▸ **Your instructions**
Which lines run from the one containing "Target: girl's chin" through the end of the entries? Restate them word for word, and only those.

Provided material below:

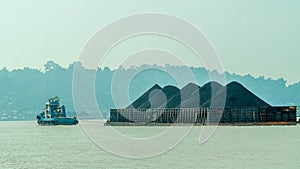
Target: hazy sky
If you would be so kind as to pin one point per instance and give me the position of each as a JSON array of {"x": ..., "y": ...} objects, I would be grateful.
[{"x": 258, "y": 37}]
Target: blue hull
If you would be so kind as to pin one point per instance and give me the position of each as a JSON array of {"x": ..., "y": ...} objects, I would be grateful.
[{"x": 57, "y": 121}]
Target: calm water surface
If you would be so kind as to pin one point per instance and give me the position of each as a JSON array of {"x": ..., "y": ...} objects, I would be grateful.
[{"x": 27, "y": 145}]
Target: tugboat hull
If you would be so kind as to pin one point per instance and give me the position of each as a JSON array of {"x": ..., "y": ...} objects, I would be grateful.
[
  {"x": 54, "y": 114},
  {"x": 57, "y": 121}
]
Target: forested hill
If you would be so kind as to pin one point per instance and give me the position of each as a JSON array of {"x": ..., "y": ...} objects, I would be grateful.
[{"x": 23, "y": 92}]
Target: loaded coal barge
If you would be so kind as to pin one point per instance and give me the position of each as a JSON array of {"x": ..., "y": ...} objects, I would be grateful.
[{"x": 54, "y": 114}]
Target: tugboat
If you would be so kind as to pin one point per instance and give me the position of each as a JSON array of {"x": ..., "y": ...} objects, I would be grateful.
[{"x": 54, "y": 114}]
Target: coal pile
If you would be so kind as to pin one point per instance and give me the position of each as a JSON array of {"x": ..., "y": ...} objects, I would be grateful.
[{"x": 211, "y": 94}]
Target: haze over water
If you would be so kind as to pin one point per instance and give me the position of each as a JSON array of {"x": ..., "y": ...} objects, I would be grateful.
[{"x": 27, "y": 145}]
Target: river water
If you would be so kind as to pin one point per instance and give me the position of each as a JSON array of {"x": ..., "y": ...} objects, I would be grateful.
[{"x": 27, "y": 145}]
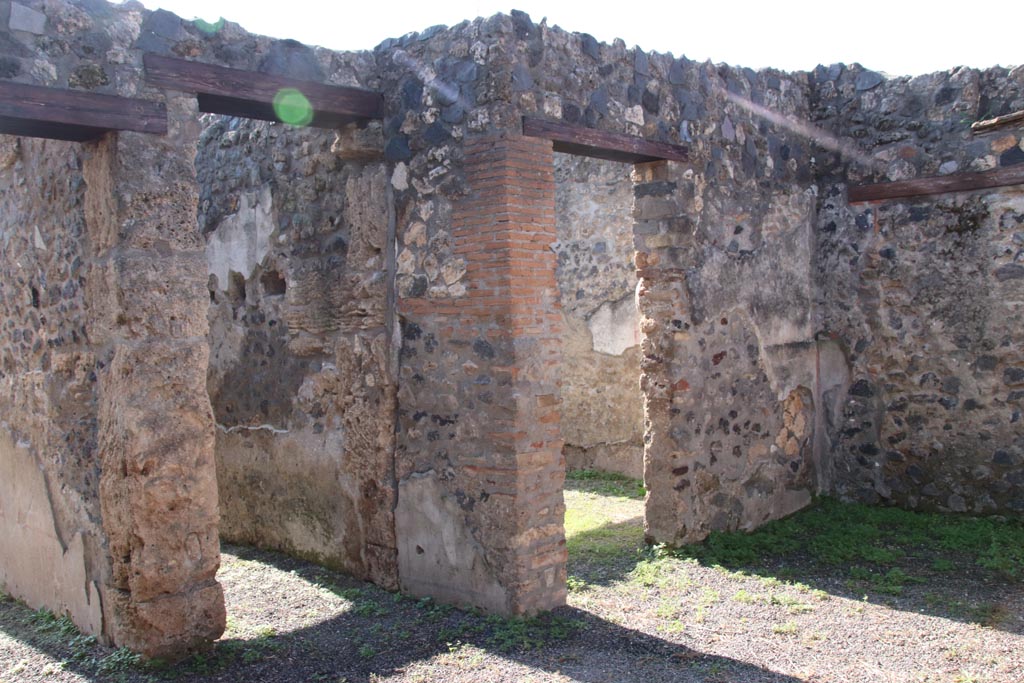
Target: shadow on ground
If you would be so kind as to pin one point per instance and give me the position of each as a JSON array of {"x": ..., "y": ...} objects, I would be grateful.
[{"x": 382, "y": 634}]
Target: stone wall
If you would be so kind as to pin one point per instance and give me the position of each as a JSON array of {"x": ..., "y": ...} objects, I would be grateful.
[
  {"x": 723, "y": 254},
  {"x": 389, "y": 390},
  {"x": 301, "y": 376},
  {"x": 602, "y": 407},
  {"x": 924, "y": 296},
  {"x": 49, "y": 472}
]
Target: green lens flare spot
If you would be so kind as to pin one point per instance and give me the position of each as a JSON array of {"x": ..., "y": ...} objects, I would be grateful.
[
  {"x": 293, "y": 108},
  {"x": 207, "y": 28}
]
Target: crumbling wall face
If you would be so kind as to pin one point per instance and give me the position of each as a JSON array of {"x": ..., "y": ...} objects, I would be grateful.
[
  {"x": 300, "y": 375},
  {"x": 109, "y": 436},
  {"x": 52, "y": 545},
  {"x": 602, "y": 407},
  {"x": 723, "y": 256},
  {"x": 146, "y": 295},
  {"x": 925, "y": 296}
]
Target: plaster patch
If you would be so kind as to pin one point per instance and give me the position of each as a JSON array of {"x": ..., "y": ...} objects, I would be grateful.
[
  {"x": 437, "y": 554},
  {"x": 243, "y": 240},
  {"x": 615, "y": 326},
  {"x": 36, "y": 567}
]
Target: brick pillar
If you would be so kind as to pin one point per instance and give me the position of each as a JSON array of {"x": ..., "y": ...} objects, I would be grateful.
[{"x": 509, "y": 469}]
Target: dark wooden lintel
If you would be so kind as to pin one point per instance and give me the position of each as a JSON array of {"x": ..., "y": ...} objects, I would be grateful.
[
  {"x": 74, "y": 115},
  {"x": 251, "y": 94},
  {"x": 997, "y": 122},
  {"x": 602, "y": 144},
  {"x": 940, "y": 184}
]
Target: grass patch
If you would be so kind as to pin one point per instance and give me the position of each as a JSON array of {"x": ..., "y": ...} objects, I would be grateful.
[
  {"x": 603, "y": 525},
  {"x": 516, "y": 634},
  {"x": 880, "y": 545}
]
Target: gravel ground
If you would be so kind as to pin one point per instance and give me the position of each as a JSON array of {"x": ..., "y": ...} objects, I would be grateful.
[{"x": 633, "y": 615}]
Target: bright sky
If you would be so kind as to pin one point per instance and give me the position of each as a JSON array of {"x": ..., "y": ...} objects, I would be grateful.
[{"x": 894, "y": 36}]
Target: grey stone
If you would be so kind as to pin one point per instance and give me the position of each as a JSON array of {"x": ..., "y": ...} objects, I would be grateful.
[
  {"x": 867, "y": 80},
  {"x": 1010, "y": 271},
  {"x": 590, "y": 46},
  {"x": 521, "y": 78},
  {"x": 26, "y": 18},
  {"x": 640, "y": 62}
]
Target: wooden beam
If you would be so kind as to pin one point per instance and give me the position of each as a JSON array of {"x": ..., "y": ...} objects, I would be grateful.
[
  {"x": 74, "y": 115},
  {"x": 601, "y": 144},
  {"x": 996, "y": 122},
  {"x": 251, "y": 94},
  {"x": 940, "y": 184}
]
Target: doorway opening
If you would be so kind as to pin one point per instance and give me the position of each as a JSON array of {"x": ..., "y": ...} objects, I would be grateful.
[{"x": 602, "y": 421}]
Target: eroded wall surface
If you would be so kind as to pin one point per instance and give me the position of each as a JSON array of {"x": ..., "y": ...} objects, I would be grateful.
[
  {"x": 51, "y": 538},
  {"x": 723, "y": 256},
  {"x": 728, "y": 368},
  {"x": 301, "y": 376},
  {"x": 602, "y": 407},
  {"x": 926, "y": 295}
]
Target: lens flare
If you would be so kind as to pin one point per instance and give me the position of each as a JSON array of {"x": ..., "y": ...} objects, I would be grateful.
[
  {"x": 816, "y": 135},
  {"x": 291, "y": 107}
]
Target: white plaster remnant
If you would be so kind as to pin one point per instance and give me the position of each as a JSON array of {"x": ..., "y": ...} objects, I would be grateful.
[
  {"x": 399, "y": 178},
  {"x": 237, "y": 428},
  {"x": 437, "y": 554},
  {"x": 243, "y": 240},
  {"x": 29, "y": 543},
  {"x": 614, "y": 327}
]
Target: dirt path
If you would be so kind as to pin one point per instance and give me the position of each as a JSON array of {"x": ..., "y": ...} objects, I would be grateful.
[{"x": 633, "y": 615}]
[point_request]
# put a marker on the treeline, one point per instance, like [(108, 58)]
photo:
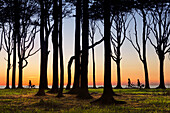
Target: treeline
[(22, 20)]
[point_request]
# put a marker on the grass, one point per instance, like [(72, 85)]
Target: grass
[(138, 100)]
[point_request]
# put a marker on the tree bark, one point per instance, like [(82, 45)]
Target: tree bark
[(69, 72), (41, 91), (60, 94), (84, 94), (162, 84), (55, 48), (8, 69), (20, 73), (144, 51), (76, 86), (94, 81)]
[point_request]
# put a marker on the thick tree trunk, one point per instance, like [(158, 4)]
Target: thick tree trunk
[(41, 91), (55, 48), (84, 94), (162, 84), (8, 69), (94, 82), (107, 96), (75, 88), (60, 94), (20, 73)]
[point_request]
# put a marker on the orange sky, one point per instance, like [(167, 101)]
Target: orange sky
[(131, 66)]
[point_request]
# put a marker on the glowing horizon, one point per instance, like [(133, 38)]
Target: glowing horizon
[(131, 66)]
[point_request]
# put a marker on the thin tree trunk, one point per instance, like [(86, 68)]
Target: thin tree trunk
[(69, 72), (8, 69), (94, 82), (118, 64), (20, 73), (41, 91), (146, 75), (60, 94), (84, 94), (162, 84), (144, 51), (14, 64), (76, 83), (55, 48), (107, 96)]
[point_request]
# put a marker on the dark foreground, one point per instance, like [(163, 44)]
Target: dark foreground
[(137, 100)]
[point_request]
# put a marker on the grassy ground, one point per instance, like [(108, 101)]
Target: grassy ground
[(138, 100)]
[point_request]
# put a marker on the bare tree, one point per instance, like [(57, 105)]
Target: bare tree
[(84, 94), (141, 50), (118, 36), (28, 30), (92, 35), (161, 33), (7, 34), (60, 93)]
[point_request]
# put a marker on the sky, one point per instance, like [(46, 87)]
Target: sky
[(131, 66)]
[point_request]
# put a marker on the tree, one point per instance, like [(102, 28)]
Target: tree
[(92, 34), (84, 94), (27, 33), (41, 91), (55, 47), (61, 51), (76, 86), (161, 33), (119, 19), (7, 35)]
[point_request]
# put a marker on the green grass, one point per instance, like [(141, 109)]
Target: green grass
[(137, 101)]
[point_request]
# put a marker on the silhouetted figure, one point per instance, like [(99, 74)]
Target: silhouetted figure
[(129, 82), (138, 83), (29, 83)]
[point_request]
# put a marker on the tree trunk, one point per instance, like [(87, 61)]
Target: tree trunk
[(144, 51), (84, 94), (118, 63), (14, 63), (8, 69), (94, 83), (41, 91), (55, 48), (60, 94), (76, 83), (107, 96), (69, 72), (20, 73), (162, 84), (146, 75), (16, 36)]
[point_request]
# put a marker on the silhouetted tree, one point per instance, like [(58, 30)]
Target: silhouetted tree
[(138, 48), (27, 33), (55, 47), (69, 72), (75, 87), (7, 34), (41, 91), (160, 28), (60, 93), (92, 34), (84, 94)]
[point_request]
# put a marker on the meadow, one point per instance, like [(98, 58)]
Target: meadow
[(137, 101)]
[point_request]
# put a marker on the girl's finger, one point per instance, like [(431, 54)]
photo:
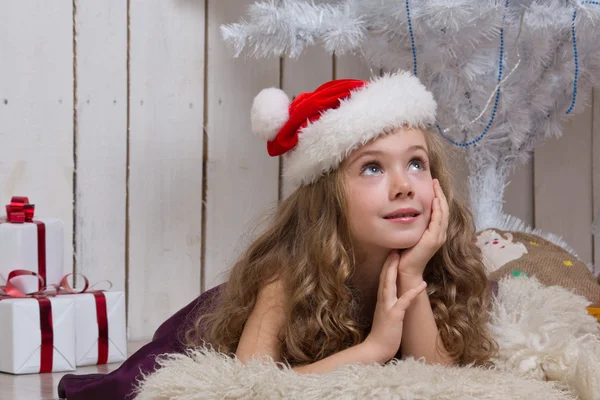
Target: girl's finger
[(390, 290), (391, 260), (408, 296), (445, 207)]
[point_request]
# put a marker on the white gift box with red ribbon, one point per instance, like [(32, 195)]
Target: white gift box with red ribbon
[(31, 244), (37, 335), (100, 331)]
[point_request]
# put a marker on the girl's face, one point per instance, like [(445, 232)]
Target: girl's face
[(389, 191)]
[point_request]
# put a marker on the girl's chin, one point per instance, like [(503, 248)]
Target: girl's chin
[(403, 243)]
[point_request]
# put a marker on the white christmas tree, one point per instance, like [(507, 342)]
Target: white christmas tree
[(505, 73)]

End of Provided material.

▸ **Solution below**
Target: girl's chin
[(403, 243)]
[point_request]
# put a marker on the white christmas tree, one point per instance, like [(507, 342)]
Target: white christmas tree
[(505, 73)]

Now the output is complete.